- _REQUIRED ACTION_: Repeat the data exactly as given below, dropping every picture.

- _RECORD EXTRACTS_:
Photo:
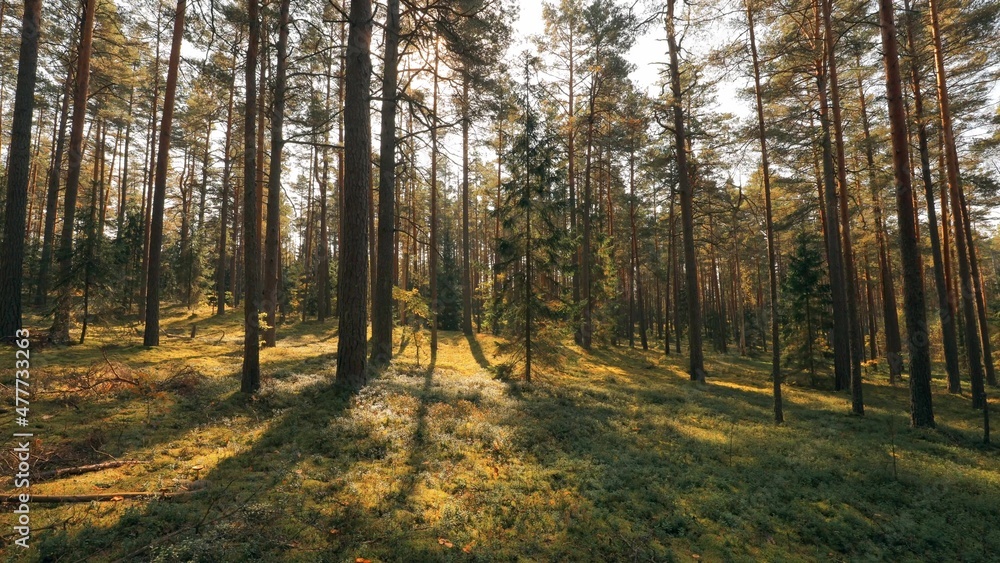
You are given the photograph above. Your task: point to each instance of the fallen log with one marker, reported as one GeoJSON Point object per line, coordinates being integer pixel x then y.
{"type": "Point", "coordinates": [12, 498]}
{"type": "Point", "coordinates": [86, 468]}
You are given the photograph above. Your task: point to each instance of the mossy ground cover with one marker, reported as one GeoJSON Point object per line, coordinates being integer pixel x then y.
{"type": "Point", "coordinates": [609, 456]}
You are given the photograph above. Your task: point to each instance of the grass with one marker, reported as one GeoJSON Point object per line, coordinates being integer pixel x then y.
{"type": "Point", "coordinates": [609, 456]}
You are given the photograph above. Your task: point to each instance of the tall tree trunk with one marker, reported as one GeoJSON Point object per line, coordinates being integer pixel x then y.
{"type": "Point", "coordinates": [12, 254]}
{"type": "Point", "coordinates": [697, 360]}
{"type": "Point", "coordinates": [432, 250]}
{"type": "Point", "coordinates": [59, 333]}
{"type": "Point", "coordinates": [946, 307]}
{"type": "Point", "coordinates": [466, 231]}
{"type": "Point", "coordinates": [250, 372]}
{"type": "Point", "coordinates": [272, 243]}
{"type": "Point", "coordinates": [52, 196]}
{"type": "Point", "coordinates": [382, 302]}
{"type": "Point", "coordinates": [151, 335]}
{"type": "Point", "coordinates": [841, 315]}
{"type": "Point", "coordinates": [918, 344]}
{"type": "Point", "coordinates": [147, 195]}
{"type": "Point", "coordinates": [850, 272]}
{"type": "Point", "coordinates": [353, 266]}
{"type": "Point", "coordinates": [772, 250]}
{"type": "Point", "coordinates": [972, 341]}
{"type": "Point", "coordinates": [220, 267]}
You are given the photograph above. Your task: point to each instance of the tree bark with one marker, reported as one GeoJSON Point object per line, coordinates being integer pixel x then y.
{"type": "Point", "coordinates": [382, 303]}
{"type": "Point", "coordinates": [697, 360]}
{"type": "Point", "coordinates": [59, 333]}
{"type": "Point", "coordinates": [250, 372]}
{"type": "Point", "coordinates": [272, 242]}
{"type": "Point", "coordinates": [12, 254]}
{"type": "Point", "coordinates": [918, 343]}
{"type": "Point", "coordinates": [772, 250]}
{"type": "Point", "coordinates": [353, 266]}
{"type": "Point", "coordinates": [972, 341]}
{"type": "Point", "coordinates": [151, 335]}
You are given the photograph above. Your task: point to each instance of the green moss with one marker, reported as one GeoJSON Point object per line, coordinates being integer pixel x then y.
{"type": "Point", "coordinates": [609, 456]}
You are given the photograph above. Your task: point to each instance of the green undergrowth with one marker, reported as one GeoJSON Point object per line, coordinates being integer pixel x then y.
{"type": "Point", "coordinates": [609, 456]}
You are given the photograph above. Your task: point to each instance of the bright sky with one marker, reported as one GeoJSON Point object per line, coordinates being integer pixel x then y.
{"type": "Point", "coordinates": [648, 53]}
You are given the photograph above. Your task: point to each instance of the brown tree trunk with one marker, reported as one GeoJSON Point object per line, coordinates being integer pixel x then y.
{"type": "Point", "coordinates": [946, 307]}
{"type": "Point", "coordinates": [382, 300]}
{"type": "Point", "coordinates": [697, 360]}
{"type": "Point", "coordinates": [12, 253]}
{"type": "Point", "coordinates": [772, 250]}
{"type": "Point", "coordinates": [272, 242]}
{"type": "Point", "coordinates": [352, 280]}
{"type": "Point", "coordinates": [59, 333]}
{"type": "Point", "coordinates": [250, 372]}
{"type": "Point", "coordinates": [432, 250]}
{"type": "Point", "coordinates": [921, 411]}
{"type": "Point", "coordinates": [972, 341]}
{"type": "Point", "coordinates": [151, 335]}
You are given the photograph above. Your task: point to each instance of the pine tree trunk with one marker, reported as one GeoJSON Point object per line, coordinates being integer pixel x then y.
{"type": "Point", "coordinates": [52, 197]}
{"type": "Point", "coordinates": [382, 300]}
{"type": "Point", "coordinates": [946, 308]}
{"type": "Point", "coordinates": [972, 341]}
{"type": "Point", "coordinates": [272, 243]}
{"type": "Point", "coordinates": [353, 266]}
{"type": "Point", "coordinates": [59, 333]}
{"type": "Point", "coordinates": [250, 372]}
{"type": "Point", "coordinates": [151, 335]}
{"type": "Point", "coordinates": [220, 266]}
{"type": "Point", "coordinates": [850, 272]}
{"type": "Point", "coordinates": [921, 411]}
{"type": "Point", "coordinates": [433, 250]}
{"type": "Point", "coordinates": [12, 253]}
{"type": "Point", "coordinates": [697, 361]}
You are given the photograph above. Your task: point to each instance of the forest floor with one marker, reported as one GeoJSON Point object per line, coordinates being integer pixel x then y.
{"type": "Point", "coordinates": [609, 456]}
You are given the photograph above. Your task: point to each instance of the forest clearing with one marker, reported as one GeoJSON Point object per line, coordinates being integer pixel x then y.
{"type": "Point", "coordinates": [499, 280]}
{"type": "Point", "coordinates": [612, 456]}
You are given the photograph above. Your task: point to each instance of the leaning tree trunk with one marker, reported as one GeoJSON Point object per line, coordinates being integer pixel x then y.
{"type": "Point", "coordinates": [382, 303]}
{"type": "Point", "coordinates": [151, 336]}
{"type": "Point", "coordinates": [12, 253]}
{"type": "Point", "coordinates": [272, 242]}
{"type": "Point", "coordinates": [918, 345]}
{"type": "Point", "coordinates": [353, 271]}
{"type": "Point", "coordinates": [59, 332]}
{"type": "Point", "coordinates": [697, 359]}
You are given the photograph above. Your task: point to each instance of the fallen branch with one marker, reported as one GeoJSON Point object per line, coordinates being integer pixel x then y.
{"type": "Point", "coordinates": [86, 468]}
{"type": "Point", "coordinates": [13, 498]}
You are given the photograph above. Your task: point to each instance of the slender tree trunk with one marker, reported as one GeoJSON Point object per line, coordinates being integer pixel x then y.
{"type": "Point", "coordinates": [52, 197]}
{"type": "Point", "coordinates": [382, 302]}
{"type": "Point", "coordinates": [151, 335]}
{"type": "Point", "coordinates": [946, 307]}
{"type": "Point", "coordinates": [921, 411]}
{"type": "Point", "coordinates": [972, 340]}
{"type": "Point", "coordinates": [220, 267]}
{"type": "Point", "coordinates": [850, 272]}
{"type": "Point", "coordinates": [12, 254]}
{"type": "Point", "coordinates": [772, 251]}
{"type": "Point", "coordinates": [697, 360]}
{"type": "Point", "coordinates": [147, 196]}
{"type": "Point", "coordinates": [353, 266]}
{"type": "Point", "coordinates": [250, 373]}
{"type": "Point", "coordinates": [432, 250]}
{"type": "Point", "coordinates": [272, 242]}
{"type": "Point", "coordinates": [59, 333]}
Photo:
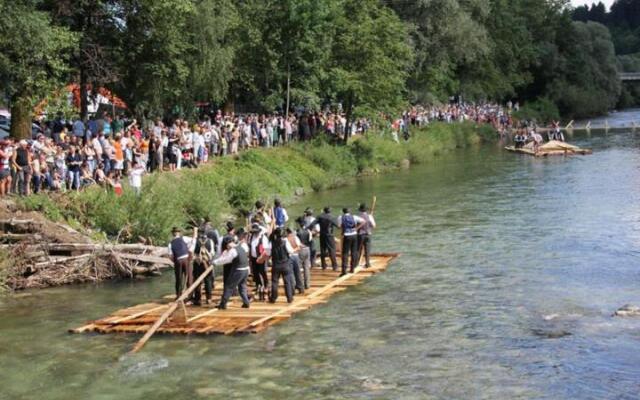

- _RESPONSE_:
Photo:
You are given the photograph above. Your task: point to each instance of the fallen log with one marker, reported as one GeoJSON Point object per line, coordinates being integer pixel x then y.
{"type": "Point", "coordinates": [12, 498]}
{"type": "Point", "coordinates": [86, 468]}
You are given the photograph above. Your task: point to each instance of the mossy ground cover with one marker, reported as one GeoJSON Point object per line, coordinates being integer pixel x then y.
{"type": "Point", "coordinates": [609, 456]}
You are given the photograph above. Your task: point to each instance of the grass with one marker, reported as one GeoJSON Point object per line, coordinates being integer pixel x then y.
{"type": "Point", "coordinates": [609, 456]}
You are given the photograph above. Your task: point to each instance of the tall tree trunk with one marker, reported as one GeoJSON Point object per line, coordinates being integer pixel x then y.
{"type": "Point", "coordinates": [12, 254]}
{"type": "Point", "coordinates": [697, 360]}
{"type": "Point", "coordinates": [432, 250]}
{"type": "Point", "coordinates": [59, 333]}
{"type": "Point", "coordinates": [946, 307]}
{"type": "Point", "coordinates": [466, 231]}
{"type": "Point", "coordinates": [250, 372]}
{"type": "Point", "coordinates": [272, 243]}
{"type": "Point", "coordinates": [52, 196]}
{"type": "Point", "coordinates": [382, 302]}
{"type": "Point", "coordinates": [151, 335]}
{"type": "Point", "coordinates": [841, 315]}
{"type": "Point", "coordinates": [918, 344]}
{"type": "Point", "coordinates": [147, 195]}
{"type": "Point", "coordinates": [850, 272]}
{"type": "Point", "coordinates": [353, 266]}
{"type": "Point", "coordinates": [772, 250]}
{"type": "Point", "coordinates": [972, 341]}
{"type": "Point", "coordinates": [220, 267]}
You are given the photograph above. Your task: point to each instance of the tree bark with one marker, reported as one GeoJSON Point object per line, coordinates being integer pixel x then y.
{"type": "Point", "coordinates": [382, 303]}
{"type": "Point", "coordinates": [697, 360]}
{"type": "Point", "coordinates": [59, 333]}
{"type": "Point", "coordinates": [250, 372]}
{"type": "Point", "coordinates": [272, 242]}
{"type": "Point", "coordinates": [12, 254]}
{"type": "Point", "coordinates": [918, 343]}
{"type": "Point", "coordinates": [772, 250]}
{"type": "Point", "coordinates": [353, 266]}
{"type": "Point", "coordinates": [972, 341]}
{"type": "Point", "coordinates": [151, 335]}
You are given the photograph above. Your task: point to each instance of the green moss with one marker, reported as one GeoJSON Point object per line, coordinates being integer pixel x then y.
{"type": "Point", "coordinates": [609, 456]}
You are given the photograph above. Your task: point to each instance of the green undergrowth with one marker, reported as one GeoJSON Point object per line, coordinates being integer pixel x then y.
{"type": "Point", "coordinates": [609, 456]}
You are given the photograph above. Your task: point to each instance of the bright sky with one marker, reported as one GeoJSON Point object per line, coordinates being integer pixel x then y.
{"type": "Point", "coordinates": [648, 53]}
You are given the photograph above. Your task: point to each instance of the brown tree trunk with one marker, reported as one GeoJSON Point object per line, coordinates being integer pixel x then y.
{"type": "Point", "coordinates": [946, 307]}
{"type": "Point", "coordinates": [382, 300]}
{"type": "Point", "coordinates": [697, 360]}
{"type": "Point", "coordinates": [12, 253]}
{"type": "Point", "coordinates": [772, 250]}
{"type": "Point", "coordinates": [272, 242]}
{"type": "Point", "coordinates": [352, 280]}
{"type": "Point", "coordinates": [59, 333]}
{"type": "Point", "coordinates": [250, 372]}
{"type": "Point", "coordinates": [432, 250]}
{"type": "Point", "coordinates": [921, 411]}
{"type": "Point", "coordinates": [972, 341]}
{"type": "Point", "coordinates": [151, 335]}
You are given the photograph above. Your task: point to each instance of the pine tree trunk with one marker, reported as one GeoJSON Point object per line, coordinates being integer pixel x then y.
{"type": "Point", "coordinates": [52, 197]}
{"type": "Point", "coordinates": [382, 300]}
{"type": "Point", "coordinates": [946, 308]}
{"type": "Point", "coordinates": [972, 341]}
{"type": "Point", "coordinates": [272, 243]}
{"type": "Point", "coordinates": [353, 266]}
{"type": "Point", "coordinates": [59, 333]}
{"type": "Point", "coordinates": [250, 372]}
{"type": "Point", "coordinates": [151, 335]}
{"type": "Point", "coordinates": [220, 266]}
{"type": "Point", "coordinates": [850, 272]}
{"type": "Point", "coordinates": [921, 411]}
{"type": "Point", "coordinates": [433, 250]}
{"type": "Point", "coordinates": [12, 253]}
{"type": "Point", "coordinates": [697, 361]}
You are given the photograph above. Your task: point to each instance of the forest floor with one marker, reported as one GeoJSON Point object per line, coordinates being integer pixel x then y.
{"type": "Point", "coordinates": [609, 456]}
You are given the photograph above. Your task: point to each instance of the forest clearing with one marker, reported as one GeoJSON Point object per line, coordinates being integer pixel x then y.
{"type": "Point", "coordinates": [499, 280]}
{"type": "Point", "coordinates": [612, 456]}
You are given the photograph above. Your task: point to each instance of the leaning tree trunk with one marker, reported as one GeoJSON Point object per line, coordinates being integer pixel x then y.
{"type": "Point", "coordinates": [382, 303]}
{"type": "Point", "coordinates": [151, 336]}
{"type": "Point", "coordinates": [12, 253]}
{"type": "Point", "coordinates": [272, 242]}
{"type": "Point", "coordinates": [918, 345]}
{"type": "Point", "coordinates": [353, 271]}
{"type": "Point", "coordinates": [59, 332]}
{"type": "Point", "coordinates": [697, 359]}
You are given the photograph above. Your task: point to each instance of the fallen branch with one marker, reported as one GeoJSON Point object per line, coordinates being integer pixel x then y.
{"type": "Point", "coordinates": [86, 468]}
{"type": "Point", "coordinates": [13, 498]}
You are given the photograph above. Your task: point to each instance of the slender tree trunk with one marker, reported as one GeoJSON Point object per line, coordinates being integer pixel x then y.
{"type": "Point", "coordinates": [52, 197]}
{"type": "Point", "coordinates": [382, 302]}
{"type": "Point", "coordinates": [151, 335]}
{"type": "Point", "coordinates": [946, 307]}
{"type": "Point", "coordinates": [921, 411]}
{"type": "Point", "coordinates": [972, 340]}
{"type": "Point", "coordinates": [220, 267]}
{"type": "Point", "coordinates": [850, 272]}
{"type": "Point", "coordinates": [12, 254]}
{"type": "Point", "coordinates": [772, 251]}
{"type": "Point", "coordinates": [697, 360]}
{"type": "Point", "coordinates": [147, 196]}
{"type": "Point", "coordinates": [353, 266]}
{"type": "Point", "coordinates": [250, 373]}
{"type": "Point", "coordinates": [432, 250]}
{"type": "Point", "coordinates": [272, 242]}
{"type": "Point", "coordinates": [59, 333]}
Photo:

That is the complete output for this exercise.